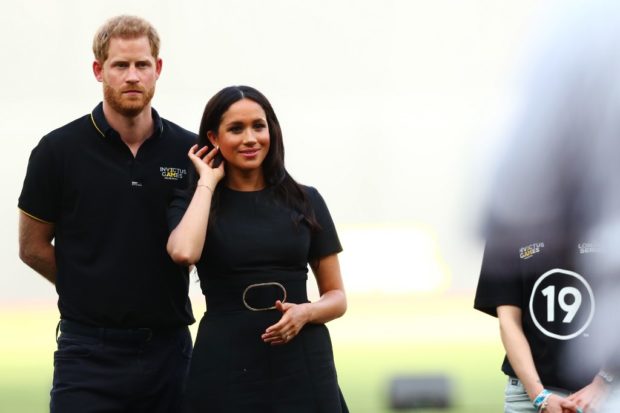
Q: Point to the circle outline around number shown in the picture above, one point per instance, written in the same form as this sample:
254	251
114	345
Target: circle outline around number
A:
533	315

.....

Brief: Only the text of the material belongs in your copy, which must match the original exactly.

Output:
Q: Point to the circle outline around number shown in the picture above, one point per instance, written in the same form as this sample:
254	251
114	345
Target: circle outline around number
A:
533	315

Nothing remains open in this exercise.